Set down the data below in full, exactly as it reads, but without the pictures.

******************************

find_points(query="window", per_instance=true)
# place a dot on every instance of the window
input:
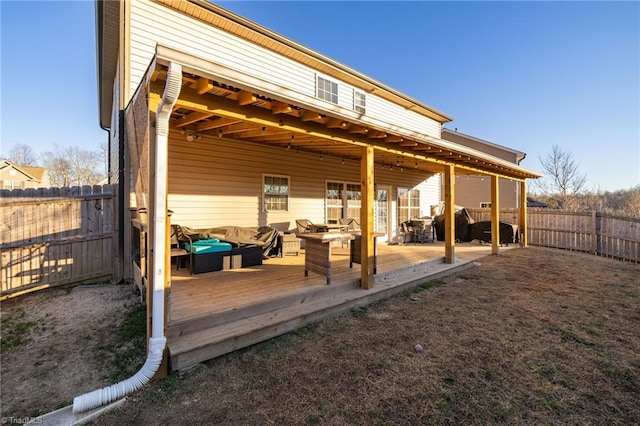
(343, 201)
(12, 184)
(276, 193)
(359, 102)
(327, 90)
(408, 204)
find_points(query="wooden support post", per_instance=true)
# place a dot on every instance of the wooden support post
(366, 217)
(150, 258)
(523, 225)
(495, 214)
(449, 214)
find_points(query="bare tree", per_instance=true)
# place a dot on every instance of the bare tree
(563, 177)
(23, 155)
(72, 166)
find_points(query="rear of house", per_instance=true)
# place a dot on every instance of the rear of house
(217, 121)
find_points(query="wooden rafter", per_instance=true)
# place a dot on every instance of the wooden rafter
(204, 85)
(246, 98)
(278, 107)
(216, 124)
(394, 139)
(358, 129)
(311, 116)
(336, 123)
(260, 115)
(192, 118)
(376, 134)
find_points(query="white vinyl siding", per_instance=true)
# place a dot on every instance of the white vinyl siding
(359, 102)
(153, 24)
(327, 89)
(201, 173)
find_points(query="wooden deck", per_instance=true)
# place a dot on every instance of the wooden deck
(218, 312)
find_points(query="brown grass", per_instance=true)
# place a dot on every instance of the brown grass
(535, 336)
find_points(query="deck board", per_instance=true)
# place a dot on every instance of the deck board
(218, 312)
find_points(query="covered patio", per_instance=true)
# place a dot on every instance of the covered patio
(219, 312)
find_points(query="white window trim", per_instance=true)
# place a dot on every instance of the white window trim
(356, 105)
(264, 194)
(344, 207)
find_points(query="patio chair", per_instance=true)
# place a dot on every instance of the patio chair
(348, 223)
(177, 250)
(305, 225)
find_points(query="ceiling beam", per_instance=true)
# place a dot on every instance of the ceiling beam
(246, 98)
(192, 118)
(358, 129)
(336, 123)
(216, 124)
(220, 106)
(204, 85)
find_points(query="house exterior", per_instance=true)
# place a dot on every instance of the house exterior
(474, 191)
(13, 176)
(215, 120)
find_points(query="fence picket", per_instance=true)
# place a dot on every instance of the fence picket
(593, 232)
(55, 236)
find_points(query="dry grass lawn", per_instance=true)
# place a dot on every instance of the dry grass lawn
(532, 336)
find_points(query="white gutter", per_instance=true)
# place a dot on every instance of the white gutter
(157, 341)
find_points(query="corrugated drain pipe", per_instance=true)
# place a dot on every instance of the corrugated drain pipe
(157, 341)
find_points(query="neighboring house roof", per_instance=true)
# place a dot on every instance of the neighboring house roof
(35, 174)
(534, 203)
(108, 39)
(345, 139)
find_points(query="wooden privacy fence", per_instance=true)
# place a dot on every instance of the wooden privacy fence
(56, 236)
(593, 232)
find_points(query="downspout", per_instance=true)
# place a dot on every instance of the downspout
(157, 341)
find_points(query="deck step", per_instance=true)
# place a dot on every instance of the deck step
(239, 313)
(207, 343)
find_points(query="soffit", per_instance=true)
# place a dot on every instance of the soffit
(221, 18)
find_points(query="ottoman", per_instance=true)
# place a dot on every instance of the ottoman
(207, 255)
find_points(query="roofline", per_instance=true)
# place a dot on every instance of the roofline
(20, 169)
(495, 145)
(444, 118)
(104, 90)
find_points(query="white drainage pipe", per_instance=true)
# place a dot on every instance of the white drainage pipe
(158, 341)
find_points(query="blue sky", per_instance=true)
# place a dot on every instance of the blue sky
(526, 75)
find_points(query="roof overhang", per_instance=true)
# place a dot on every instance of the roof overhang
(108, 24)
(107, 40)
(220, 102)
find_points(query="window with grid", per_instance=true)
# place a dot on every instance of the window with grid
(276, 193)
(327, 90)
(359, 102)
(408, 204)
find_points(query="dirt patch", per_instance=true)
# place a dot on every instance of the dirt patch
(59, 343)
(535, 336)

******************************

» **EXERCISE ANSWER**
find_points(query="window", per_instance=true)
# place a dot on every instance of the window
input:
(343, 201)
(12, 184)
(276, 193)
(359, 102)
(327, 90)
(408, 204)
find_points(query="wooden support post", per_instance=true)
# place a dot on every instance of the wooden support post
(366, 217)
(150, 258)
(523, 225)
(495, 214)
(449, 214)
find_points(query="bare tree", per_instance=true)
# place a dot on every instance of the bare tree
(563, 177)
(23, 155)
(72, 166)
find_points(query="rear of house", per_instance=true)
# place a dot on every instance of the rear of house
(217, 121)
find_points(query="wooden rafter", per_instance=true)
# place a dot on every instance of the wooden rafter
(204, 85)
(246, 98)
(278, 107)
(216, 124)
(394, 139)
(358, 129)
(311, 116)
(336, 123)
(260, 115)
(192, 118)
(376, 134)
find_points(query="white vinyl siding", per_instance=true)
# place a dot on every instance of the white vinyl siding
(359, 102)
(153, 24)
(327, 89)
(201, 173)
find_points(query="wooden deck", per_instance=true)
# place a dot on every instance of the wooden deck
(218, 312)
find_points(query="brown grass", per_instance=true)
# place a dot on every instance of the brown grass
(535, 336)
find_points(query="deck board", per_instance=true)
# place a dot on every instance of the deck board
(218, 312)
find_points(query="covered patio", per_instance=true)
# place a dot on every instance of the covered patio
(219, 312)
find_points(query="white window trim", per_instance=true)
# place a dot on every instance of the white window trim
(356, 105)
(264, 194)
(344, 207)
find_points(query="patio chair", per_instance=true)
# place a dot on every instance of the patio chair
(348, 223)
(177, 250)
(305, 225)
find_points(query="ceiling beam", per_instance=true)
# place a dot on every instance of the ceiling beam
(246, 98)
(192, 118)
(358, 129)
(336, 123)
(216, 124)
(220, 106)
(204, 85)
find_points(query="house exterior", per_instance=true)
# place a dot on every instance of the house exterior
(474, 191)
(13, 176)
(215, 120)
find_points(query="fence picket", per_instance=true)
# place a dot on every instance of the fence picket
(593, 232)
(55, 236)
find_points(query="dry grass lawn", per_instance=true)
# place a dot on every instance of the dry grass lawn
(532, 336)
find_points(query="white gutter", per_instance=true)
# place a dot on every instance of the white gutter
(157, 341)
find_points(query="corrugated drain pipe", per_instance=true)
# place a dot on every instance of the corrugated drain pipe
(157, 341)
find_points(query="neighboring house roof", per_instance=true)
# place a dot on every instance of the neighboring house roof
(35, 174)
(534, 203)
(108, 39)
(345, 139)
find_points(query="wooden privacy fence", per_instance=true)
# place a dot on every instance of the wooden privacy fence
(56, 236)
(593, 232)
find_points(query="downspout", per_instance=true)
# place a dot on every instance of the downspout
(157, 341)
find_points(query="deck step", per_instance=true)
# place a dot on every instance of the deck step
(239, 313)
(207, 343)
find_points(query="soffit", per_instance=true)
# place a dot on every instance of the soffit
(221, 18)
find_points(query="ottoman", per_instance=true)
# place a dot on every instance of the ottoman
(207, 255)
find_points(query="roofline", per_instance=true)
# place a dot on every instance of the roofline
(20, 169)
(495, 145)
(444, 118)
(104, 90)
find_points(query="white drainage pipe", per_instance=true)
# place a dot on every instance of the white drainage pipe
(158, 341)
find_points(query="blue sky", per_instance=true)
# place a dot on every instance of the blue sky
(526, 75)
find_points(query="roof overhang", per_instance=true)
# place a dot on every instance of the roof overhang
(108, 24)
(107, 40)
(220, 102)
find_points(query="window with grid", per_instance=true)
# place a dot on every instance of the window with grid
(276, 193)
(327, 90)
(359, 102)
(408, 204)
find_points(query="dirt patch", per_instance=true)
# place a dot on every instance of the dirt patch
(59, 343)
(535, 336)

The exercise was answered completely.